• Selected text:
One can make very precise measurements (using seconds, millimeters, and micrograms) for operating a machine tool making engine parts. And one can make precise measurements (using minutes, meters, and grams) for operating a facility such as a factory or a warehouse. But what level of precision is realistic when measuring operations across an entire supply chain with many different kinds of vehicles moving scores of products between facilities spread out across a region or around the world?
Is it possible to measure the exact weight of every product in a supply chain? What if the products are delivered in shipping containers loaded with a similar mix of items, but not the exact same mix of items in every container? Is it possible to measure the precise length of a delivery route? When people talk about the distance between two facilities do they mean the distance from one facility’s loading dock to the other facility’s loading dock, or is it the distance from the front door of one facility to the other? Is it realistic to attempt to measure supply chain operations in minutes, meters and grams, or is it better to go with hours, kilometers, and kilograms (or maybe just days and tons)?
Useful Levels of Precision in Supply Chain Models
SCM Globe measures route distances based on how closely the calculated route lines actually follow real roads. The screenshot below shows blue route lines following the real roads. They follow closely — but not exactly (we do the best we can). Even two actual vehicles traveling on these roads would record slightly different route distances due to things such as swerving within their lanes or the turning radius of the turns they make. Potential distance errors from close, but not exact, route lines can add up to a kilometer or two on a short route, and much more on a longer route, especially if there are lots of twists and turns on the route. So route distances are always approximations.
Vehicle speeds are also approximations. When a truck departs, will it always travel at exactly 90 kilometers per hour? What if there is a traffic jam or the truck has engine problems? What about the time it takes to drop off or pick up products at facilities on the route? Specifying exact speeds down to the last kilometer per hour is not possible in the real world. So within a supply chain simulation truck speeds represent an estimated average speed over the route that includes the factors above. And for a ship on a journey across the ocean it’s speed too can only be an estimated average that includes many factors from wind and waves to storms and mechanical problems.
When setting the delay between departures for vehicles what does it mean for a truck to leave a factory at precisely 20.05 hours after it returned from its last delivery? Is that realistic? Will there be a manager with a stopwatch on the loading dock dispatching trucks at precisely the right moment? Setting the delay at 20 hours is much more realistic. Supply chain models should be defined at levels of detail that correspond to what is possible in the real world.

• Material provided:
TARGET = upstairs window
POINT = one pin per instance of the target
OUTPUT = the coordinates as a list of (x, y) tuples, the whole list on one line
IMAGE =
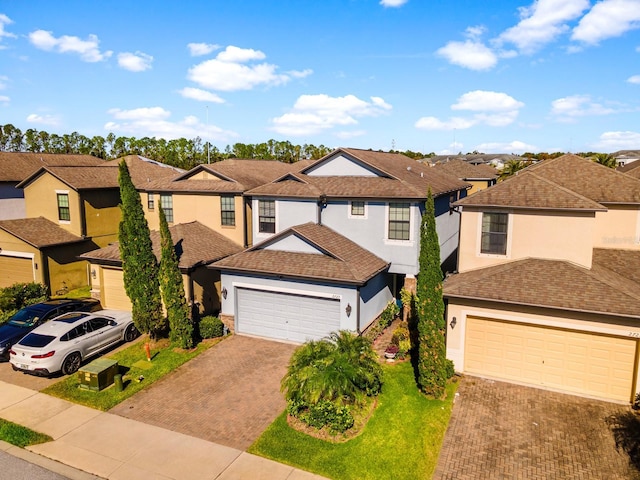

• Goals:
1. In one to three sentences, explain why the passage on supply chain precision states that route distances are always approximations.
2. Rewrite the paragraph of the passage on supply chain precision that begins "Vehicle speeds are also approximations" as a brief list that keeps its main facts.
The data shown here were drawn from a source separate from the text.

• Set of answers:
1. The calculated route lines follow real roads closely but not exactly, and even two actual vehicles on the same roads would record slightly different distances because of swerving within lanes or the turning radius of their turns. These discrepancies can add up to a kilometer or two on a short route and much more on a longer one, especially one with many twists and turns.

2.
- Vehicle speeds, like route distances, are approximations.
- A truck will not always travel at exactly its set speed because of traffic jams, engine problems, and time spent dropping off or picking up products at facilities along the route.
- Exact speeds down to the last kilometer per hour cannot be specified in the real world.
- In a supply chain simulation, truck speed therefore represents an estimated average over the route that accounts for these factors.
- A ship's speed on an ocean crossing is likewise an estimated average, reflecting factors from wind and waves to storms and mechanical problems.